TRY IT: Return the data that follows exactly, with each line intact.

(THE RECORDS Opens)

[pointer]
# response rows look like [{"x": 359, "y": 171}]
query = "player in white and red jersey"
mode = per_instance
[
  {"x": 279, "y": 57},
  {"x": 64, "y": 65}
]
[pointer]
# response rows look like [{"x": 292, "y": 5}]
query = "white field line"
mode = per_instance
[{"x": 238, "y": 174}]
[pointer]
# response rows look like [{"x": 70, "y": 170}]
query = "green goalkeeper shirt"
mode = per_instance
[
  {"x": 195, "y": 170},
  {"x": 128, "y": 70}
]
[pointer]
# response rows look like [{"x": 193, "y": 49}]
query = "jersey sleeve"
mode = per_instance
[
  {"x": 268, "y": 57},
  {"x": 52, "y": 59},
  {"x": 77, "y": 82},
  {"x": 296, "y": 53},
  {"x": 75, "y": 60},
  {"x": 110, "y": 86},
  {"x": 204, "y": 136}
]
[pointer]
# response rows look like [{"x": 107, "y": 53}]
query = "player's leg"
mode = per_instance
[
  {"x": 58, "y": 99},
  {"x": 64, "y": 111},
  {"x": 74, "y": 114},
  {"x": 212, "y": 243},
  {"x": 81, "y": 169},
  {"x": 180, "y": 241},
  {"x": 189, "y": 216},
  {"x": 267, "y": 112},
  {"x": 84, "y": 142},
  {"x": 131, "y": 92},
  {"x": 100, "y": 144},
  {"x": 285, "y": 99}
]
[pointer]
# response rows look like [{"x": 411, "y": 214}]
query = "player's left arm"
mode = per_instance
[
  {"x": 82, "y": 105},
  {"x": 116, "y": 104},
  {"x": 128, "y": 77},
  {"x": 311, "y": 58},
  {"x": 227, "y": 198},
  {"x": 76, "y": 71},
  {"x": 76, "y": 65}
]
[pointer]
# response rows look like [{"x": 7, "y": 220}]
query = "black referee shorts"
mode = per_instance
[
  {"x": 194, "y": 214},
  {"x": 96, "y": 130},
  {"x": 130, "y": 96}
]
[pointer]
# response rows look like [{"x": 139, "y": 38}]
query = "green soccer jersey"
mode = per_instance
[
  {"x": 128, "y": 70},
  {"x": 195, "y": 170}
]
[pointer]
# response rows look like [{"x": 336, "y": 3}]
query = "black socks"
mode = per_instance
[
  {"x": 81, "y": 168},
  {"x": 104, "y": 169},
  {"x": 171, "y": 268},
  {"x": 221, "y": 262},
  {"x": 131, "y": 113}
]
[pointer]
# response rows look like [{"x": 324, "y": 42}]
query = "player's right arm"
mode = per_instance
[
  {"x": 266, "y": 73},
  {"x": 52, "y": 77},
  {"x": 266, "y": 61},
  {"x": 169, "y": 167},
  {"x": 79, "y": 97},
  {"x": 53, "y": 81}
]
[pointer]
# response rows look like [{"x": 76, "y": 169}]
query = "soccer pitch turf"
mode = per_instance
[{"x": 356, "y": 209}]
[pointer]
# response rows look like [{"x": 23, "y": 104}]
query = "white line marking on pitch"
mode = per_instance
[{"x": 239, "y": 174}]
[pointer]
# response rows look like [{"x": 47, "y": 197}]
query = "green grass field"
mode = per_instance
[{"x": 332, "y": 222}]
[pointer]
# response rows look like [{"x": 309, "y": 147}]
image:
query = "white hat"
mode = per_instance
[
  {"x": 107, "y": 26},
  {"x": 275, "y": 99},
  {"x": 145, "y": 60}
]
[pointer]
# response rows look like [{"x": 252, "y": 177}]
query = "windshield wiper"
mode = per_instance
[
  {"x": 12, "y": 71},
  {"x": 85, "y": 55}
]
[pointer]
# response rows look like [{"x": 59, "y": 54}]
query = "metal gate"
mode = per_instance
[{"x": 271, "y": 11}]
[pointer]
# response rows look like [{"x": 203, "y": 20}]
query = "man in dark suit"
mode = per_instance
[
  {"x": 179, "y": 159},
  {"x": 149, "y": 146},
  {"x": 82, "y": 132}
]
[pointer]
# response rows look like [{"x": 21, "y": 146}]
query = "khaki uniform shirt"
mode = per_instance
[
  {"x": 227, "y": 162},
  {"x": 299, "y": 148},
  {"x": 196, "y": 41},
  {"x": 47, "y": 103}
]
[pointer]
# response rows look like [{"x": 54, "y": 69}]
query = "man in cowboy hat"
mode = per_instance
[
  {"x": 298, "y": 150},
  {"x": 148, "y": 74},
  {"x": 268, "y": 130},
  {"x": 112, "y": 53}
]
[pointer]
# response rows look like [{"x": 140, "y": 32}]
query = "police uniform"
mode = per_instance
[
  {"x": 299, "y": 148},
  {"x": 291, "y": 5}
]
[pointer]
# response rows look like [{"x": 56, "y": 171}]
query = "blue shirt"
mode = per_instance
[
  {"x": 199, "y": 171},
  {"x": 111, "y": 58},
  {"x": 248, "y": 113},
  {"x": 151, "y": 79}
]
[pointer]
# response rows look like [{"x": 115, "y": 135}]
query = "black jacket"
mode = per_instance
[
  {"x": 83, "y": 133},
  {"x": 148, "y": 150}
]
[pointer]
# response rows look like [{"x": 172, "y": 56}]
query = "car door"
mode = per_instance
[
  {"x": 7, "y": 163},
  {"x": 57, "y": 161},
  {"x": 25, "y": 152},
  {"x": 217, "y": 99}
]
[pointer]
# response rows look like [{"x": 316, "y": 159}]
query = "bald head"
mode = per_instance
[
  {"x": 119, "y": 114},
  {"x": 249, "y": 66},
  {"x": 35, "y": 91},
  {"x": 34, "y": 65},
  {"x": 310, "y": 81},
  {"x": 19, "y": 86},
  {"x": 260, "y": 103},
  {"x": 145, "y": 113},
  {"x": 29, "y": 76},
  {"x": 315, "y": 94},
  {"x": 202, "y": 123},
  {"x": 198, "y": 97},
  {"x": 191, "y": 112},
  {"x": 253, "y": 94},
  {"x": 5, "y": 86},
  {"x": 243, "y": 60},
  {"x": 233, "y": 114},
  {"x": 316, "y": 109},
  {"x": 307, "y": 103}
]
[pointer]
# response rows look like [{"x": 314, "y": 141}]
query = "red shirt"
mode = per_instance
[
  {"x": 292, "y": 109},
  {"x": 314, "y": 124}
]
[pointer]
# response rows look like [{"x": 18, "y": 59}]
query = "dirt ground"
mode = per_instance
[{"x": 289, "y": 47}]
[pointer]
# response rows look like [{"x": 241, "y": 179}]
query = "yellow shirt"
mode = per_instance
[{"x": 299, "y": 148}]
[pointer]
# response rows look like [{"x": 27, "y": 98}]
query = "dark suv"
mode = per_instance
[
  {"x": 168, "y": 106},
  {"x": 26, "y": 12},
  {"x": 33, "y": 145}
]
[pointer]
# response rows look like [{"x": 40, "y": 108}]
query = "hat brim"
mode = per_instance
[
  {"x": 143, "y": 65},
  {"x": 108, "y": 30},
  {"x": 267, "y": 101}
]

(THE RECORDS Closes)

FINISHED TASK:
[pointer]
# response rows look like [{"x": 359, "y": 171}]
query = "player in white and red jersey"
mode = per_instance
[
  {"x": 279, "y": 57},
  {"x": 64, "y": 65}
]
[pointer]
# response rows look like [{"x": 292, "y": 5}]
query = "white field line"
mode = per_instance
[{"x": 238, "y": 174}]
[pointer]
# response rows look like [{"x": 70, "y": 170}]
query = "green goalkeeper shirt"
mode = per_instance
[
  {"x": 195, "y": 170},
  {"x": 128, "y": 70}
]
[pointer]
# response rows look like [{"x": 193, "y": 49}]
query = "jersey sleeve"
mode = per_instance
[
  {"x": 268, "y": 57},
  {"x": 52, "y": 59},
  {"x": 77, "y": 82},
  {"x": 296, "y": 53},
  {"x": 75, "y": 60},
  {"x": 110, "y": 86},
  {"x": 204, "y": 136}
]
[pointer]
# response rows look like [{"x": 107, "y": 53}]
query = "player's leg"
mode = per_instance
[
  {"x": 58, "y": 99},
  {"x": 64, "y": 111},
  {"x": 74, "y": 114},
  {"x": 212, "y": 243},
  {"x": 81, "y": 169},
  {"x": 180, "y": 241},
  {"x": 189, "y": 216},
  {"x": 267, "y": 112},
  {"x": 84, "y": 142},
  {"x": 131, "y": 92},
  {"x": 100, "y": 144},
  {"x": 285, "y": 99}
]
[pointer]
# response rows look like [{"x": 411, "y": 214}]
query = "player's left arm"
mode = per_instance
[
  {"x": 82, "y": 105},
  {"x": 116, "y": 104},
  {"x": 128, "y": 77},
  {"x": 311, "y": 58},
  {"x": 227, "y": 198},
  {"x": 76, "y": 71},
  {"x": 76, "y": 65}
]
[pointer]
# response rows look like [{"x": 7, "y": 220}]
query = "black referee shorts"
mode = per_instance
[
  {"x": 194, "y": 214},
  {"x": 96, "y": 130},
  {"x": 130, "y": 96}
]
[pointer]
# response rows look like [{"x": 139, "y": 38}]
query = "green soccer jersey"
mode = per_instance
[
  {"x": 128, "y": 70},
  {"x": 195, "y": 170}
]
[pointer]
# response rows look like [{"x": 336, "y": 3}]
query = "black socks"
mode = per_instance
[
  {"x": 81, "y": 168},
  {"x": 104, "y": 169},
  {"x": 171, "y": 268},
  {"x": 221, "y": 262},
  {"x": 131, "y": 113}
]
[pointer]
# response rows look like [{"x": 324, "y": 42}]
query = "player's right arm"
mode = per_instance
[
  {"x": 266, "y": 73},
  {"x": 52, "y": 77},
  {"x": 266, "y": 61},
  {"x": 169, "y": 167},
  {"x": 79, "y": 97},
  {"x": 53, "y": 81}
]
[pointer]
# response rows look like [{"x": 76, "y": 169}]
query = "soccer pitch turf"
mode = per_instance
[{"x": 356, "y": 209}]
[pointer]
# response rows look like [{"x": 23, "y": 104}]
query = "white line marking on pitch"
mode = per_instance
[{"x": 239, "y": 174}]
[pointer]
# response rows look like [{"x": 47, "y": 197}]
query = "green grass field"
mode = per_instance
[{"x": 332, "y": 222}]
[pointer]
# response rows look like [{"x": 309, "y": 147}]
image:
query = "white hat"
mode = per_instance
[
  {"x": 107, "y": 26},
  {"x": 275, "y": 99},
  {"x": 145, "y": 60}
]
[pointer]
# response rows look like [{"x": 252, "y": 177}]
query = "windshield wiper"
mode = per_instance
[
  {"x": 12, "y": 71},
  {"x": 85, "y": 55}
]
[pointer]
# response rows look like [{"x": 59, "y": 54}]
query = "metal gate"
mode = per_instance
[{"x": 271, "y": 11}]
[pointer]
# response rows look like [{"x": 203, "y": 20}]
query = "man in dark suit"
mode = per_instance
[
  {"x": 179, "y": 159},
  {"x": 149, "y": 146},
  {"x": 82, "y": 132}
]
[pointer]
# response rows look like [{"x": 21, "y": 146}]
query = "khaki uniform shirt"
mode = per_instance
[
  {"x": 227, "y": 162},
  {"x": 299, "y": 148},
  {"x": 196, "y": 41},
  {"x": 47, "y": 103}
]
[pointer]
# response rows look like [{"x": 54, "y": 69}]
query = "man in cowboy hat"
mode = per_instance
[
  {"x": 298, "y": 150},
  {"x": 148, "y": 74},
  {"x": 268, "y": 130},
  {"x": 112, "y": 53}
]
[pointer]
# response rows look like [{"x": 140, "y": 32}]
query = "police uniform"
mode = per_instance
[
  {"x": 299, "y": 148},
  {"x": 291, "y": 5}
]
[pointer]
# response rows look like [{"x": 56, "y": 171}]
query = "blue shirt"
mode = per_instance
[
  {"x": 199, "y": 171},
  {"x": 111, "y": 58},
  {"x": 248, "y": 113},
  {"x": 151, "y": 79}
]
[pointer]
# response rows look like [{"x": 115, "y": 135}]
query = "black jacket"
mode = per_instance
[
  {"x": 83, "y": 133},
  {"x": 148, "y": 150}
]
[pointer]
# response rows look like [{"x": 172, "y": 56}]
query = "car door"
mode = per_instance
[
  {"x": 7, "y": 163},
  {"x": 57, "y": 161},
  {"x": 25, "y": 152},
  {"x": 217, "y": 99}
]
[pointer]
# response rows look like [{"x": 316, "y": 159}]
query = "bald head"
mode = per_instance
[
  {"x": 119, "y": 114},
  {"x": 249, "y": 66},
  {"x": 35, "y": 91},
  {"x": 34, "y": 65},
  {"x": 310, "y": 81},
  {"x": 19, "y": 86},
  {"x": 260, "y": 103},
  {"x": 145, "y": 113},
  {"x": 29, "y": 76},
  {"x": 315, "y": 94},
  {"x": 202, "y": 123},
  {"x": 198, "y": 97},
  {"x": 191, "y": 112},
  {"x": 253, "y": 94},
  {"x": 5, "y": 86},
  {"x": 243, "y": 60},
  {"x": 233, "y": 114},
  {"x": 316, "y": 109},
  {"x": 307, "y": 103}
]
[pointer]
# response rows look like [{"x": 314, "y": 141}]
query = "red shirt"
mode = per_instance
[
  {"x": 292, "y": 109},
  {"x": 314, "y": 124}
]
[pointer]
# response rows look like [{"x": 18, "y": 59}]
query = "dirt ground"
mode = per_instance
[{"x": 289, "y": 47}]
[pointer]
# response rows look like [{"x": 241, "y": 179}]
query = "yellow shirt"
mode = per_instance
[{"x": 299, "y": 148}]
[pointer]
# response rows look like [{"x": 27, "y": 98}]
query = "dark suv"
mode = per_instance
[
  {"x": 168, "y": 106},
  {"x": 26, "y": 12},
  {"x": 33, "y": 145}
]
[pointer]
# response rows look like [{"x": 40, "y": 108}]
query = "hat brim"
mode = per_instance
[
  {"x": 143, "y": 65},
  {"x": 108, "y": 30},
  {"x": 267, "y": 101}
]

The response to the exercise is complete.